TRY IT -
Make an exact copy of every entry, from the first line to the last.

═══

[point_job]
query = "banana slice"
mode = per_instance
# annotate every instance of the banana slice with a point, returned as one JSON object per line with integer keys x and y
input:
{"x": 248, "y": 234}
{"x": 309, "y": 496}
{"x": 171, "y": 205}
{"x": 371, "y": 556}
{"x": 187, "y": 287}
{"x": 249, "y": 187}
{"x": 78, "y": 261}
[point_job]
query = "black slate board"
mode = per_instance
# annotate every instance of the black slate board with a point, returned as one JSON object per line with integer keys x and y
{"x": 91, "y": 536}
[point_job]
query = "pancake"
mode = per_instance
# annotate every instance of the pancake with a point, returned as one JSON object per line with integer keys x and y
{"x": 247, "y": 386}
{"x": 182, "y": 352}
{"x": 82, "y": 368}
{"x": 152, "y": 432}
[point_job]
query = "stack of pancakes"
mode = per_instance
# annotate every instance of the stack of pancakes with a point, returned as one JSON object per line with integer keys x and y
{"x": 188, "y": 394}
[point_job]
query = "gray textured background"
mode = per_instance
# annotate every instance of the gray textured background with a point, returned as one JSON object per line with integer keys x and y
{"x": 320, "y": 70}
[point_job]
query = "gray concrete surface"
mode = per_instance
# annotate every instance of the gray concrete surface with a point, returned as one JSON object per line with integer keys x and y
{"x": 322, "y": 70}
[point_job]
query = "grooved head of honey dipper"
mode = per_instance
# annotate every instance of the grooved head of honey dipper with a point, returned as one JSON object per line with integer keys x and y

═══

THE ANSWER -
[point_job]
query = "banana slice"
mode = per_instance
# annotate every instance of the banana slice with a point, returned as one JSON object per line with integer keys x and y
input:
{"x": 248, "y": 234}
{"x": 309, "y": 496}
{"x": 171, "y": 205}
{"x": 371, "y": 556}
{"x": 187, "y": 287}
{"x": 249, "y": 187}
{"x": 78, "y": 261}
[point_job]
query = "black slate board"
mode = per_instance
# annotate every instance of the black slate board with a point, returned as one JSON object per line with integer keys x and y
{"x": 91, "y": 536}
[point_job]
query = "pancake"
mode = per_instance
# annotate every instance of the pancake with a point, returned as one JSON object per line with integer keys x and y
{"x": 247, "y": 386}
{"x": 182, "y": 352}
{"x": 82, "y": 368}
{"x": 152, "y": 432}
[point_job]
query = "stack of pancakes"
mode = per_instance
# annotate every instance of the stack of pancakes with a point, returned as one JSON object per line with integer keys x and y
{"x": 188, "y": 394}
[point_job]
query = "gray textured background"
mode = per_instance
# annotate every instance of the gray textured background with a point, returned as one JSON object per line with integer keys x and y
{"x": 320, "y": 70}
[point_job]
query = "gray concrete surface"
mode = per_instance
# annotate every instance of the gray concrete surface with a point, returned as one JSON object per line with integer keys x and y
{"x": 322, "y": 70}
[point_job]
query = "grooved head of honey dipper"
mode = per_instance
# annotate every instance of the grooved head of honey dipper with a point, returned as one JSON object per line with integer keys x and y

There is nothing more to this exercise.